- _Task to complete_: Tally the lines of the data below that contain the string "rule", matching uppercase and lowercase exactly. Reply with the number alone.

- _Data for this task_:
********************

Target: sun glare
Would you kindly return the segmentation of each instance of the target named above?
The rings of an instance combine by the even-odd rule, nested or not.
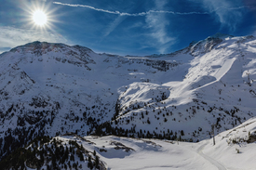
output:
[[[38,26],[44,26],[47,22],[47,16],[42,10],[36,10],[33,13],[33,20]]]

********************

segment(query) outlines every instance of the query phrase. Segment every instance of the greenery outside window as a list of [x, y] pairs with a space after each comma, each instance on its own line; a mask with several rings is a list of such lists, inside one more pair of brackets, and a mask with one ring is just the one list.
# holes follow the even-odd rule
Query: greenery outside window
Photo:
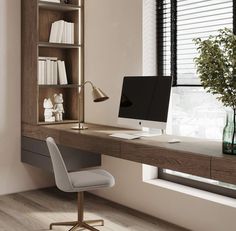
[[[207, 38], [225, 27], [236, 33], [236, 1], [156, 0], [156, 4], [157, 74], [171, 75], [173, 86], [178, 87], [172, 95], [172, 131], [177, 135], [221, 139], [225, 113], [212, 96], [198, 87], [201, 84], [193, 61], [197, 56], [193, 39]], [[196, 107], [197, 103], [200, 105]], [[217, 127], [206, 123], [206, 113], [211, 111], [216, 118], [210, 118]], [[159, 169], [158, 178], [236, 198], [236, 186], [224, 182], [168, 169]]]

********************

- _Correct answer_: 2